[EXERCISE INPUTS start]

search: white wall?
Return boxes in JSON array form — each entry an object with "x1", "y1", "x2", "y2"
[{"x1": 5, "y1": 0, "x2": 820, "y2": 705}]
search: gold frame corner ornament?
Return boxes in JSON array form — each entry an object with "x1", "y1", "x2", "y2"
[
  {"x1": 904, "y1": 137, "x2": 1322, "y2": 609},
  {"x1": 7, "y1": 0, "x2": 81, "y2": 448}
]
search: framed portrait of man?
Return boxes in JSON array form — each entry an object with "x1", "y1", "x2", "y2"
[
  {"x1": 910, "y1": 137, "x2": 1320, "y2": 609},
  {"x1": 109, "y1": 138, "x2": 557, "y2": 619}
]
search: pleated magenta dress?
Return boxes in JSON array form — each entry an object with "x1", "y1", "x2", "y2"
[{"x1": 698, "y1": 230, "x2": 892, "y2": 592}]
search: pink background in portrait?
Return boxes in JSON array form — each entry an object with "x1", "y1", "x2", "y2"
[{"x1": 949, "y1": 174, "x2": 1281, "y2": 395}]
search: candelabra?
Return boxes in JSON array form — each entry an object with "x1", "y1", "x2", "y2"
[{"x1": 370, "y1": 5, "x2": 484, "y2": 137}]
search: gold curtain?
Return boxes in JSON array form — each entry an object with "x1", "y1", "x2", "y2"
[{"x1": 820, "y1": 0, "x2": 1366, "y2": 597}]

[EXERCISE INPUTS end]

*STATED GOAL*.
Reproduce every line of the data above without changing anything.

*RESPONSE*.
search: white wall?
Return boxes in JSON array form — each entry an object with "x1", "y1", "x2", "y2"
[{"x1": 5, "y1": 0, "x2": 820, "y2": 705}]
search: gold frame corner ornament?
Return boxes in JSON array form — each entry an object with "x1", "y1", "x2", "y2"
[
  {"x1": 904, "y1": 137, "x2": 1322, "y2": 609},
  {"x1": 7, "y1": 0, "x2": 81, "y2": 448}
]
search: framed portrait of man?
Return boxes in JSON array form — each entry an object with "x1", "y1", "x2", "y2"
[
  {"x1": 910, "y1": 137, "x2": 1320, "y2": 609},
  {"x1": 109, "y1": 138, "x2": 557, "y2": 619}
]
search: pleated magenta dress?
Return boxes in JSON array form — each entry an object with "x1", "y1", "x2", "y2"
[{"x1": 698, "y1": 230, "x2": 892, "y2": 592}]
search: pink background in portrait?
Return boxes in JSON array form — each entry an object with "x1", "y1", "x2", "y2"
[{"x1": 949, "y1": 174, "x2": 1281, "y2": 395}]
search: candelabra?
Return boxes in JSON array form — each entry an object with "x1", "y1", "x2", "y2"
[{"x1": 370, "y1": 5, "x2": 484, "y2": 137}]
search: gold curtain?
Return boxes in JSON array form — each entry an object with "x1", "y1", "x2", "y2"
[{"x1": 820, "y1": 0, "x2": 1366, "y2": 597}]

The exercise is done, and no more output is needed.